Return, word for word, the line that contains "For each instance of the yellow" and every line after it through the end of the records.

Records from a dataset
::::::::

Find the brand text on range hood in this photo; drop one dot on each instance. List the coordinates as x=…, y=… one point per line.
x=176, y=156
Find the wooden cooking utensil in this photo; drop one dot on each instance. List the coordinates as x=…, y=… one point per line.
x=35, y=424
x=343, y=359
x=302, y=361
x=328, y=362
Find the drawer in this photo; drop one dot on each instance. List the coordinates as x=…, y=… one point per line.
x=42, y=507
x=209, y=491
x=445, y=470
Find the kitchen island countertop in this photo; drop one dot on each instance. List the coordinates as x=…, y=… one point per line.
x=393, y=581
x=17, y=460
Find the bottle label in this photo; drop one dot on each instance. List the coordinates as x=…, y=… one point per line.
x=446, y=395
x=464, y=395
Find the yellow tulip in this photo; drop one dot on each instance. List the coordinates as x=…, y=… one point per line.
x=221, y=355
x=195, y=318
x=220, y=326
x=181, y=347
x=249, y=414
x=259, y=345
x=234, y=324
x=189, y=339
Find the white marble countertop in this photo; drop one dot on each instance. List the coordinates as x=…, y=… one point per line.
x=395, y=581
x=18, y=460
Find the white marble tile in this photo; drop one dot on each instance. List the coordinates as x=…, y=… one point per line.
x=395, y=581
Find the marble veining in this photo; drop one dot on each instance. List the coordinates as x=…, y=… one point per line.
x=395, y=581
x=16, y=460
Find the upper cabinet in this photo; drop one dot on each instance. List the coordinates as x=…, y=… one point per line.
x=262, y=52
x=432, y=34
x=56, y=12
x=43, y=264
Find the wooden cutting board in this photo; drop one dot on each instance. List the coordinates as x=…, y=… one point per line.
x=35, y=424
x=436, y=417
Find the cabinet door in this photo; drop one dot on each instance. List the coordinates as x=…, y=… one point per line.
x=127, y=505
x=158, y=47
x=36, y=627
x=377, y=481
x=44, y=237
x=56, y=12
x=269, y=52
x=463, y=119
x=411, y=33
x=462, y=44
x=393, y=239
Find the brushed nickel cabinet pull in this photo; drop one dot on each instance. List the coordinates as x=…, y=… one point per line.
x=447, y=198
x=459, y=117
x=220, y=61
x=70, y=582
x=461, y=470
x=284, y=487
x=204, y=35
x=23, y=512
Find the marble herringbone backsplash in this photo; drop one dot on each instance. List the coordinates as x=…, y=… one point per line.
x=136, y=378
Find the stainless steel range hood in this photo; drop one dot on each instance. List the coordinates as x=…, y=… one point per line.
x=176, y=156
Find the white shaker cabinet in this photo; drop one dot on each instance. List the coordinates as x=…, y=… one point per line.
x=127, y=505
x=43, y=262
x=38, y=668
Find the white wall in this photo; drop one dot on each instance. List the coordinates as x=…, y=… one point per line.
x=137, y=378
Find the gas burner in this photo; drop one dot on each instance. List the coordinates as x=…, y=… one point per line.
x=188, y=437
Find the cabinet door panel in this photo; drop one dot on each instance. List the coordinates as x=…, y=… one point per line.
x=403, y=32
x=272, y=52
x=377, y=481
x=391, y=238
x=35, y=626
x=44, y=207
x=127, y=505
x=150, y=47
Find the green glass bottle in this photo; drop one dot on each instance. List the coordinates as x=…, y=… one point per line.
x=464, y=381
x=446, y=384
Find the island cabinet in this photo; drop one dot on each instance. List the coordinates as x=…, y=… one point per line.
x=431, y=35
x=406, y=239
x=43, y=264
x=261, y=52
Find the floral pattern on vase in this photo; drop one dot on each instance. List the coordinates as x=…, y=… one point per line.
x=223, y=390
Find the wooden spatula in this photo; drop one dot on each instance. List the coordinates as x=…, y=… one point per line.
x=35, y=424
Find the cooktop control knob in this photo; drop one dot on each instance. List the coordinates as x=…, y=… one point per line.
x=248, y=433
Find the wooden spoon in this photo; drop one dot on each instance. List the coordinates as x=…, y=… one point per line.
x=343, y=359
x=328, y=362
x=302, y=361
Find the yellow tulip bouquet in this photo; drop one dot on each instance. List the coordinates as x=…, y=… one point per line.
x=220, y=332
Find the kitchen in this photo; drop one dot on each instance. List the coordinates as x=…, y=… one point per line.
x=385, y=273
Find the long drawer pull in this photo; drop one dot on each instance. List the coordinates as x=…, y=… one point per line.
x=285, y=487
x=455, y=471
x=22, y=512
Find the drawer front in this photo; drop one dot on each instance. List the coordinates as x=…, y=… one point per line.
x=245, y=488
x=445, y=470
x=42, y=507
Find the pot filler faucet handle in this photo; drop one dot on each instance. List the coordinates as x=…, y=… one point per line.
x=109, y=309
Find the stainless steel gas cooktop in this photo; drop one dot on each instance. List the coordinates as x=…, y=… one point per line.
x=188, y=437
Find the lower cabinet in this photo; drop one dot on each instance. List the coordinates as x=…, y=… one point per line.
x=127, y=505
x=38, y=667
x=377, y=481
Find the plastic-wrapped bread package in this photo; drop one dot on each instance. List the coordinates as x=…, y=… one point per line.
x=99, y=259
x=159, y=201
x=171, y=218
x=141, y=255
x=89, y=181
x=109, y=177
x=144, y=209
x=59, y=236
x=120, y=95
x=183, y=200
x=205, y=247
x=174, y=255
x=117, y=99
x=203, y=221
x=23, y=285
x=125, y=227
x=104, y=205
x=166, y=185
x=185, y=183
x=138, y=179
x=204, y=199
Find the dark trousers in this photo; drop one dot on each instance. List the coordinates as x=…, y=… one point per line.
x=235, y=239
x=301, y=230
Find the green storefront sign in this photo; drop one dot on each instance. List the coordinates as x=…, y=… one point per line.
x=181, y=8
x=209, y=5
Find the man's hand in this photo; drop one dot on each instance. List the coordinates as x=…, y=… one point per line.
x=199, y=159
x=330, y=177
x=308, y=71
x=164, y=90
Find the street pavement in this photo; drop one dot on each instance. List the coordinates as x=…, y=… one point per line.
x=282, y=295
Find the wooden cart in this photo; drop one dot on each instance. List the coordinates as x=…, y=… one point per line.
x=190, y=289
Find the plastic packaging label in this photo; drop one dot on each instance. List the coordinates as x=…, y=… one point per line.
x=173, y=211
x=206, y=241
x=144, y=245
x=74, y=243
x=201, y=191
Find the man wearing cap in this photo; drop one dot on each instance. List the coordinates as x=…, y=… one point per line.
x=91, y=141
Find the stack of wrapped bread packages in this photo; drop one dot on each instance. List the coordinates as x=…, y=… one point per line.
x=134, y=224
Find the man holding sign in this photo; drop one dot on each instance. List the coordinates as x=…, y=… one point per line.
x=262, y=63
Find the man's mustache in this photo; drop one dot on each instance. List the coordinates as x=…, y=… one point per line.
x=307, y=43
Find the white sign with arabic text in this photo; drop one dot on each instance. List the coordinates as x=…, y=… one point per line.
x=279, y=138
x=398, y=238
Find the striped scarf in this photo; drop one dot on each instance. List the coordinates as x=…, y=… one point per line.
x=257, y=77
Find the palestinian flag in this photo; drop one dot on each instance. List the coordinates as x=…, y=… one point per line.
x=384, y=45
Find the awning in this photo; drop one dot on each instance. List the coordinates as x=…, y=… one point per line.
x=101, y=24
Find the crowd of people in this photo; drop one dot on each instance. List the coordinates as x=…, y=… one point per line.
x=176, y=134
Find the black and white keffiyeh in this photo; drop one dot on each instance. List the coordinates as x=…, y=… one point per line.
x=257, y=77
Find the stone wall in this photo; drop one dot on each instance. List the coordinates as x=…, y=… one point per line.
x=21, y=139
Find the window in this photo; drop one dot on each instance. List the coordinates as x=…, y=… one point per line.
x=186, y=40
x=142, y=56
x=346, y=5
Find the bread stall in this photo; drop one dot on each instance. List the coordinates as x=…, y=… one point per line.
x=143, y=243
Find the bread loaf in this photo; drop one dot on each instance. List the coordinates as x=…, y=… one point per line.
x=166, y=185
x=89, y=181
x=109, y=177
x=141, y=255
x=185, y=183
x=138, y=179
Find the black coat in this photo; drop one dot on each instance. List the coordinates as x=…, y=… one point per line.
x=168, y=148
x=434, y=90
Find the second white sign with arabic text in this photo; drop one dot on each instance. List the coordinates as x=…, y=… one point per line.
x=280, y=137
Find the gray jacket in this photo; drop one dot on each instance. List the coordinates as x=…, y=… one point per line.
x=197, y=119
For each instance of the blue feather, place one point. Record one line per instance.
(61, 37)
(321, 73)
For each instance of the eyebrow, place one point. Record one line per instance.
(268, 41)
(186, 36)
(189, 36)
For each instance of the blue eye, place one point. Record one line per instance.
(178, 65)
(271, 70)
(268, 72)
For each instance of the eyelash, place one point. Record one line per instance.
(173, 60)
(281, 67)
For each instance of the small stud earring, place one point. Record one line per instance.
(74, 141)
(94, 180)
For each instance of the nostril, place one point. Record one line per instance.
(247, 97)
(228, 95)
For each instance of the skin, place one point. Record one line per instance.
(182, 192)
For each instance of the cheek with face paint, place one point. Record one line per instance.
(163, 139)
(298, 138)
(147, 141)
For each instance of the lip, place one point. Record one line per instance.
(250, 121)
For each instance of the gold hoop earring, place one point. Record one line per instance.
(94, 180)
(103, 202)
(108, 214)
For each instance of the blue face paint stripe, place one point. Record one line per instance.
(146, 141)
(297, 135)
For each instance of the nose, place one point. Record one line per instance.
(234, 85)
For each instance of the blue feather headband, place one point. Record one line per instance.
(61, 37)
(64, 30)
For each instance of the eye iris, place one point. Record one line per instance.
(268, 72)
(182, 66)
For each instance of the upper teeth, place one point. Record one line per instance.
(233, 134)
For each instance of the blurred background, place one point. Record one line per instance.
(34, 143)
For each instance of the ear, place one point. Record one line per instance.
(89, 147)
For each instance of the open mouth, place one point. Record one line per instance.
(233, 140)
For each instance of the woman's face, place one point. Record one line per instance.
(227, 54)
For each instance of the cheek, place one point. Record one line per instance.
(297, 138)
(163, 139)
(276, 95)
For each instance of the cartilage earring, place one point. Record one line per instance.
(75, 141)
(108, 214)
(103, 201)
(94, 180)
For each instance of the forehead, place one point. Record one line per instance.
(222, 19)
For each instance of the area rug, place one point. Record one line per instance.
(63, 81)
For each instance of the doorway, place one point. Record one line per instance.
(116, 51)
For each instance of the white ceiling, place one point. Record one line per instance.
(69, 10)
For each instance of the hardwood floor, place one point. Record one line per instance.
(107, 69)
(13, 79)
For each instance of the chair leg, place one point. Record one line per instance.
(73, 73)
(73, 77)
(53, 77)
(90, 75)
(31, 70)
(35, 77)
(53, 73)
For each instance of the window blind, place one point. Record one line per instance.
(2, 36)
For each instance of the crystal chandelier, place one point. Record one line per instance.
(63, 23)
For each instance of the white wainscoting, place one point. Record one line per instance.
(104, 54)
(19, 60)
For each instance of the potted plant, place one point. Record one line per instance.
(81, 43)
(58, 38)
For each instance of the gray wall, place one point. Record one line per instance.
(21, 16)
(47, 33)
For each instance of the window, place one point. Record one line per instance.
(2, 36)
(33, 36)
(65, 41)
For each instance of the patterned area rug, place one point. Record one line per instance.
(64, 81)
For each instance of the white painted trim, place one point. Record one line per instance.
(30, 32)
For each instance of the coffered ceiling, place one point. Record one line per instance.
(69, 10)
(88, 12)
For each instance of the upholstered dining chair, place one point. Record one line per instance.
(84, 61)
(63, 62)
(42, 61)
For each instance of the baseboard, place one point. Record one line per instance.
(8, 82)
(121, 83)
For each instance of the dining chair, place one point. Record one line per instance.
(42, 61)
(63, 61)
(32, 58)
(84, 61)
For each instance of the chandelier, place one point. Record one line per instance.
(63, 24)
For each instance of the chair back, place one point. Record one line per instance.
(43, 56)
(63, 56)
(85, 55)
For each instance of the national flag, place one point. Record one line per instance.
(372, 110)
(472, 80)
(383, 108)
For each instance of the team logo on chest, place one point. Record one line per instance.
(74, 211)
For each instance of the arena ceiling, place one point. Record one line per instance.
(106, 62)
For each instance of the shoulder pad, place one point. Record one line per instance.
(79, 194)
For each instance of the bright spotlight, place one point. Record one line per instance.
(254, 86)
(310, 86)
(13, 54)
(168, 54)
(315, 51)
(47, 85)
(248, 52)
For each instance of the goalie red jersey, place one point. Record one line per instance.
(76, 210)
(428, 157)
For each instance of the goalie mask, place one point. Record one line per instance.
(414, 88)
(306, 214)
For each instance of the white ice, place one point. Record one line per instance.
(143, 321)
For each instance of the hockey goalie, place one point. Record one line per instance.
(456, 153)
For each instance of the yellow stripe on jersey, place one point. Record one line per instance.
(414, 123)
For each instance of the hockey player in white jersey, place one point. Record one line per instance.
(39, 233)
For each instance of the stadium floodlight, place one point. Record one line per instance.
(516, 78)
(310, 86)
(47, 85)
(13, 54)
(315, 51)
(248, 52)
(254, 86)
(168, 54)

::::::::

### Solution for this exercise
For each instance of the yellow stripe on jersey, place one point. Record one line per instance.
(414, 123)
For each instance of the hockey player in white jersey, place one point. Record one line per instance.
(39, 233)
For each instance of the stadium floodlight, place one point. Record one line per instance.
(516, 78)
(310, 86)
(47, 85)
(13, 54)
(315, 51)
(248, 52)
(254, 86)
(168, 54)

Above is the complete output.